**Text segment:**
BEGIN

Photo of Mr Tom Smith Mr Tom Smith , Normanton

I think the speech of my hon. Friend the Member for Merthyr (Mr. S. O. Davies) deserves a reply, but I do not want the Committee to confuse the issue on this Clause. I ask hon. Members to believe me when I say that it has not been an easy thing to get this Clause into the Bill. The fact that it does something which has not been done before is no reason why it should not be done now. We have tried to do two things in this Clause. First of all, in the case of the workmen coming under it, we suggest a payment of 15s. a week, whether they are totally or partially incapacitated, and secondly, where the man dies as a result of the disease, we suggest that £250 shall be paid to the widow. We have had quite a lot of difficulty in drawing up this very intricate provision. My hon. Friend mentioned the question of medical attention, and so on. He knows that under the White Paper the Ministry of Fuel and Power have very definite instructions both in regard to medical services and in regard to rehabilitation. Although that is not contained in this Clause, I think my hon. Friend can take it that much headway has been made in that direction. There has been a great deal of drive up till now, and I think my hon. Friend can take it that these cases will be, and are, constantly under review.

Question, "That the Clause stand part of the Bill," put, and agreed to.

Clauses 3 and 4 ordered to stand part of the Bill.

END

**What the task requires:** List every person, place, and government department named in the debate excerpt. Answer using only the debate excerpt itself.

**Provided material:**
BEGIN

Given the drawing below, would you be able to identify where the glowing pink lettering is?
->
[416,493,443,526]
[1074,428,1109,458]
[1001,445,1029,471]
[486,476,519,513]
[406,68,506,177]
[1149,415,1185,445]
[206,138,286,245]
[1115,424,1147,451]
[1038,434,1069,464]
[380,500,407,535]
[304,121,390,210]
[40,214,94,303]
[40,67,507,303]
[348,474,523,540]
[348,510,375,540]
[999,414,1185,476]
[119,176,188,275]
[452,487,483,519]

END

**Written reply:**
- Mr Tom Smith
- Normanton
- Mr. S. O. Davies
- Merthyr
- Ministry of Fuel and Power